== Data ==
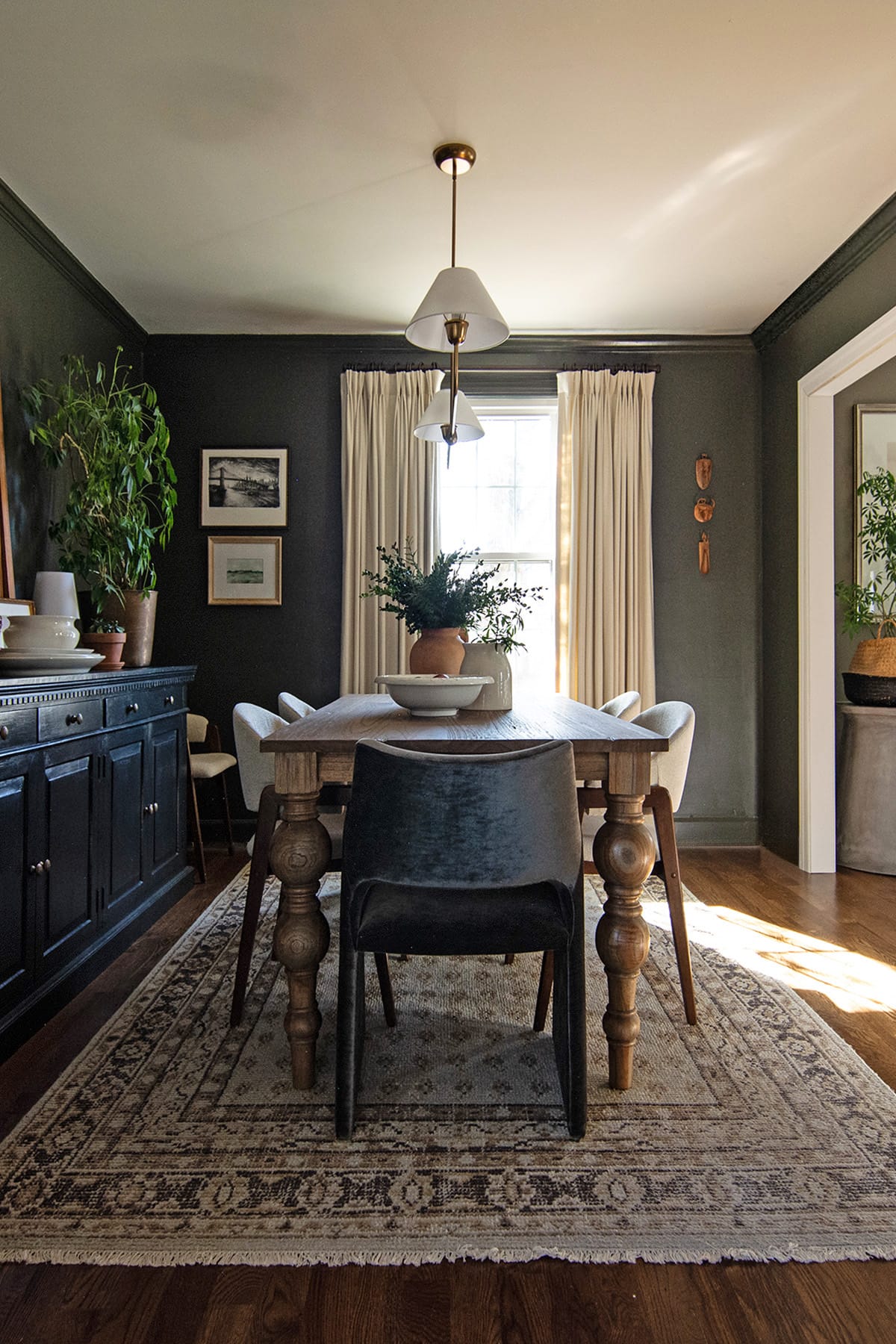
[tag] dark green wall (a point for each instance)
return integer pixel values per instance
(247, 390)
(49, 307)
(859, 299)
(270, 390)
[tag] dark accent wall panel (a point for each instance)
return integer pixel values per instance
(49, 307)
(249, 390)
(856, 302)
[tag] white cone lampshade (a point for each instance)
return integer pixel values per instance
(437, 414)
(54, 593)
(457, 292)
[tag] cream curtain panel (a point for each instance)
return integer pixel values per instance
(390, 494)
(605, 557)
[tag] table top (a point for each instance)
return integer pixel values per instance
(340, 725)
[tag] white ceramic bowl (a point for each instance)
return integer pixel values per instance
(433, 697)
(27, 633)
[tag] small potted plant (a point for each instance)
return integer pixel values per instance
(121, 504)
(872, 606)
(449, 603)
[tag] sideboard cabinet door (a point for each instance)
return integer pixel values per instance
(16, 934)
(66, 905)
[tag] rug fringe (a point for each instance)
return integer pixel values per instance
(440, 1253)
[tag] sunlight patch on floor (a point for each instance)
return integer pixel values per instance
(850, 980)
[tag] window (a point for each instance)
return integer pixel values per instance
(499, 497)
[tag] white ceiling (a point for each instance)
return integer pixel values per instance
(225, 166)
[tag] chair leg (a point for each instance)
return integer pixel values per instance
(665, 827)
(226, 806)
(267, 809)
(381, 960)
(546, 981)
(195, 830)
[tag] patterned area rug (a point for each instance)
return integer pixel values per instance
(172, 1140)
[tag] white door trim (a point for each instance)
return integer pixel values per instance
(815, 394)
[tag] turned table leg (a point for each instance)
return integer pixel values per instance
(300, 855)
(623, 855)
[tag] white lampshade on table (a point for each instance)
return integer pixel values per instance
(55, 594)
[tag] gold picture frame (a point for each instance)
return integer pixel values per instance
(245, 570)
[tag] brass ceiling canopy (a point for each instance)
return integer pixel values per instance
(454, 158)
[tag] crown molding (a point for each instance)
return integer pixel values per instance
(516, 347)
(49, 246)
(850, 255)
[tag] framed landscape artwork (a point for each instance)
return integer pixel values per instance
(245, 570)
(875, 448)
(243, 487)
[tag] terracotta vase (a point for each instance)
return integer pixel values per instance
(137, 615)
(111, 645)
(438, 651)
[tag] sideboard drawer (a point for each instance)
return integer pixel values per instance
===
* _What to do_: Copy out the lines of the records above in which the string "sideboard" appears.

* _Completed exercise_:
[tag] sideboard cabinet door (a point for each instance)
[tag] sideboard drawer (a point for each instance)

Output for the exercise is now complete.